Rewrite everything from the first line of the material below down to and including the line containing "x=319 y=132" as a JSON list of strings, one string per line, with blank lines left out.

▶

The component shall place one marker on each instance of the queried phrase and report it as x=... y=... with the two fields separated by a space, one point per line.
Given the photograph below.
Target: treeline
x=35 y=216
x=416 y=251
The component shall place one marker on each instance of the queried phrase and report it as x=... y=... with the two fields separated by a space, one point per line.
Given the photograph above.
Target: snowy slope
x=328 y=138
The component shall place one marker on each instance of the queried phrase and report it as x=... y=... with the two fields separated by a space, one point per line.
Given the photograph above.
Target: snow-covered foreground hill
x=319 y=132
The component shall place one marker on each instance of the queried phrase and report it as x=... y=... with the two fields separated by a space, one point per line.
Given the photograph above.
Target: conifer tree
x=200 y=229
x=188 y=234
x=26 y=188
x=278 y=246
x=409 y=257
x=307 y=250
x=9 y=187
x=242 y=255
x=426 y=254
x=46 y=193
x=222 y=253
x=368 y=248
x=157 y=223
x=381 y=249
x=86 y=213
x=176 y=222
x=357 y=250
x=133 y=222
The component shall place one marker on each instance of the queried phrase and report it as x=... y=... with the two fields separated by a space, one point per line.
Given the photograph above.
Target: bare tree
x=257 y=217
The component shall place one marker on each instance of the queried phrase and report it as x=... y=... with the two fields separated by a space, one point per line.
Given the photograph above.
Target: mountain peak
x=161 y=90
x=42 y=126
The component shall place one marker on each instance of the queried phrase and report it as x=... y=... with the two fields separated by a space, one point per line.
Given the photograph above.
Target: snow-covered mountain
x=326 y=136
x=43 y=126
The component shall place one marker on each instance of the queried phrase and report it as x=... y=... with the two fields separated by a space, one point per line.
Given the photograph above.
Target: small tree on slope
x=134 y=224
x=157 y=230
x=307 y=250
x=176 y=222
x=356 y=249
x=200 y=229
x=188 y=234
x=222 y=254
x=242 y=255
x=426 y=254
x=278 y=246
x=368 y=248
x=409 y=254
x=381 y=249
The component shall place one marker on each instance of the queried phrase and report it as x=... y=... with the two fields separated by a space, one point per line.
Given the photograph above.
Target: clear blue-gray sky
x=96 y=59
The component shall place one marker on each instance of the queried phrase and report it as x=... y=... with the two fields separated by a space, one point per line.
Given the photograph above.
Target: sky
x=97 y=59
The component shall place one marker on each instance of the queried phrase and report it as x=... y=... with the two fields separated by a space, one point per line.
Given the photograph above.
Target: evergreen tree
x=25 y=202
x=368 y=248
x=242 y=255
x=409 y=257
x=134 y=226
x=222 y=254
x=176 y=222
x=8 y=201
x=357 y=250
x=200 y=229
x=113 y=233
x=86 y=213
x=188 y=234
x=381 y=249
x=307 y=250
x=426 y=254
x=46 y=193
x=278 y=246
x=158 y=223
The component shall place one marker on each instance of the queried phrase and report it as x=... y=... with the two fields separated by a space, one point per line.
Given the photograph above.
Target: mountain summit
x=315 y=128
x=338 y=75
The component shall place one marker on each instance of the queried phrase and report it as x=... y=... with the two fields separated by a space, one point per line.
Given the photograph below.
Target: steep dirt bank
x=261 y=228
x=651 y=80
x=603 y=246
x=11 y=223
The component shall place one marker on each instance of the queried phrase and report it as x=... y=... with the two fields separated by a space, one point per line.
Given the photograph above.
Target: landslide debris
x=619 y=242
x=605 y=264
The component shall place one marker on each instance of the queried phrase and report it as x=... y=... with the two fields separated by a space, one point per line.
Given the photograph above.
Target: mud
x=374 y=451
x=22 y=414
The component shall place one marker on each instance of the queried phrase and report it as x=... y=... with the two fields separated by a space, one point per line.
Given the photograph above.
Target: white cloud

◀

→ IN RESPONSE
[
  "The component shall place one marker on each instance of the queried phrase and report it as x=... y=... with the two fields separated by a space, one point per line.",
  "Given the photograph below.",
  "Target: treeline",
  "x=35 y=216",
  "x=416 y=251",
  "The component shall place one marker on each instance of the queried phrase and report it as x=... y=... with the two fields separated by a space, one point per line.",
  "Given the photograph above.",
  "Target: snowy slope",
  "x=328 y=138",
  "The component shall place one marker on each instance of the queried phrase and report it as x=... y=... with the two fields separated by a space, one point per line.",
  "Given the photograph above.",
  "Target: snow-covered foreground hill",
  "x=319 y=132"
]